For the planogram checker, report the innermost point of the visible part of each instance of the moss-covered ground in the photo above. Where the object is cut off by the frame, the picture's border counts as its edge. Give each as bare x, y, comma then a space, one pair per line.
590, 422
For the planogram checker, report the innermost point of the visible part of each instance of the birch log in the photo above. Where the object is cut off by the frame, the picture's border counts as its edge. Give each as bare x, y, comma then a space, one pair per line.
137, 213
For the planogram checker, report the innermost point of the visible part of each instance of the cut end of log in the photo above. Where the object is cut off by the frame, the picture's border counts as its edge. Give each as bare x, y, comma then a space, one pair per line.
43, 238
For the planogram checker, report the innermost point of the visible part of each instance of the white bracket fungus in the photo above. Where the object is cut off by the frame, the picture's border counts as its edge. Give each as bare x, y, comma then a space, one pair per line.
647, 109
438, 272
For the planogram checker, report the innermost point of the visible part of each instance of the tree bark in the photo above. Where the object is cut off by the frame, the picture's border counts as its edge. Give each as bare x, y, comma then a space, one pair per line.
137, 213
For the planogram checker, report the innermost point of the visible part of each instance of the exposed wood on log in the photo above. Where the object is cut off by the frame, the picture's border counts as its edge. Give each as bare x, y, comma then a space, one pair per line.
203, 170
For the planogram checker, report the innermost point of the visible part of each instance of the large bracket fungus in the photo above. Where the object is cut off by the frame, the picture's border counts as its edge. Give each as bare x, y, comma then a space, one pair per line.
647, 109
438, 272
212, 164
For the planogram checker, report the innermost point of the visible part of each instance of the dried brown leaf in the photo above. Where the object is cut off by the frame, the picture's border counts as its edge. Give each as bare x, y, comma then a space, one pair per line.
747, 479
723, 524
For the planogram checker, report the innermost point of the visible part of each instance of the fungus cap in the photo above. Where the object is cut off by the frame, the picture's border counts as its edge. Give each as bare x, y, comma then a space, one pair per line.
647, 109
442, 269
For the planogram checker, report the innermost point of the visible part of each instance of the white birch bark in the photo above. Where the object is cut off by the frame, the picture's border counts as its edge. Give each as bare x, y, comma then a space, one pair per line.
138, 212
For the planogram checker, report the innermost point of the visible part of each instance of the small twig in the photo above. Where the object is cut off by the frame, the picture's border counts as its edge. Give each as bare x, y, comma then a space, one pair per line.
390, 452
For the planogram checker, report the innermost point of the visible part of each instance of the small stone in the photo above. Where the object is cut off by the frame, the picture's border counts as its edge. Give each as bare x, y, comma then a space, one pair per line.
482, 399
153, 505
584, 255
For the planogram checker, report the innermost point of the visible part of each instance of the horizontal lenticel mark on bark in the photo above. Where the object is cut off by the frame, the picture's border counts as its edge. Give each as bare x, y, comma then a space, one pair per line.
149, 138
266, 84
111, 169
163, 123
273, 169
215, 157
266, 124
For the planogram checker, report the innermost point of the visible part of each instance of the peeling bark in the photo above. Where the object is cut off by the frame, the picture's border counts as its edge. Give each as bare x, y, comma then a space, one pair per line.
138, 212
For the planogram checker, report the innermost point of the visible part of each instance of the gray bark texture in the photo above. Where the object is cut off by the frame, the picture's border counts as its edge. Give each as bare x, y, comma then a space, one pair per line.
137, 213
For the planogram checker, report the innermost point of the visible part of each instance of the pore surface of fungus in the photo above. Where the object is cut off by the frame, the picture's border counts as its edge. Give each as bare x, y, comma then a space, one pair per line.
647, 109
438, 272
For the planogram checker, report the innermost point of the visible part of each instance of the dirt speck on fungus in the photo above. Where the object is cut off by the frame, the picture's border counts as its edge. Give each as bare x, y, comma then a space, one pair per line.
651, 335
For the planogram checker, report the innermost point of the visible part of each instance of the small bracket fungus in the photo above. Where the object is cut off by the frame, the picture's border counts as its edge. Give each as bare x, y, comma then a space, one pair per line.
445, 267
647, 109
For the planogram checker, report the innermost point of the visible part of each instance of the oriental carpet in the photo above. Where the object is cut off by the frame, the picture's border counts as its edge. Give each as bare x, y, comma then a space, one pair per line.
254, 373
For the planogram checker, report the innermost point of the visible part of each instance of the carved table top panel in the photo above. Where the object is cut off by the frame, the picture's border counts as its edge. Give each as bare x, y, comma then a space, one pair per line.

#####

WHAT YOU HAVE TO DO - The result consists of the line with "of the gray" through the last line of the entries above, repeated exactly and with nothing else.

WORKED SOLUTION -
For the planogram checker, report the innermost point of the visible part of each instance of the gray bark texture in the photo above. Where the object is cut off by the frame, the picture's border counts as its edge. Give each as bare x, y, comma then a space, one pair per line.
137, 213
For the planogram checker, report the innermost point of the visible part of each instance of the pore surface of fungus in the photo above. Where the object is cut off by the frame, the picture's border counts as its edge. Give each as bare x, y, comma then a space, one pair per line.
647, 109
438, 272
For the planogram checker, report the innermost point of the visible part of each instance of the dirt speck on fungus in the photo above. Where the object is cut off by the frame, the picture's border counts as its edge. Give each as bare x, y, comma then a space, one pair per line.
651, 335
For the planogram checker, report the innermost point of the visible part of each instance of the small bracket fungus in the photo above. Where the object is cut off by the frame, the picture's border counts as its edge. Give each as bare x, y, comma then a space, one pair per line.
445, 267
647, 109
For the planogram checker, report the innermost point of the visible part of each instance of the oriental carpet in the photo above. Where the object is cut off by the frame, the picture's border counts as its edge. Give each as bare x, y, comma then a space, one pair per line.
254, 373
For the planogram checker, report the innermost point of the visible part of each instance of the carved table top panel in the photo above. Where the object is cut off by the frame, the picture's border counts as its edge. Give each as bare x, y, comma then a space, one pair per line.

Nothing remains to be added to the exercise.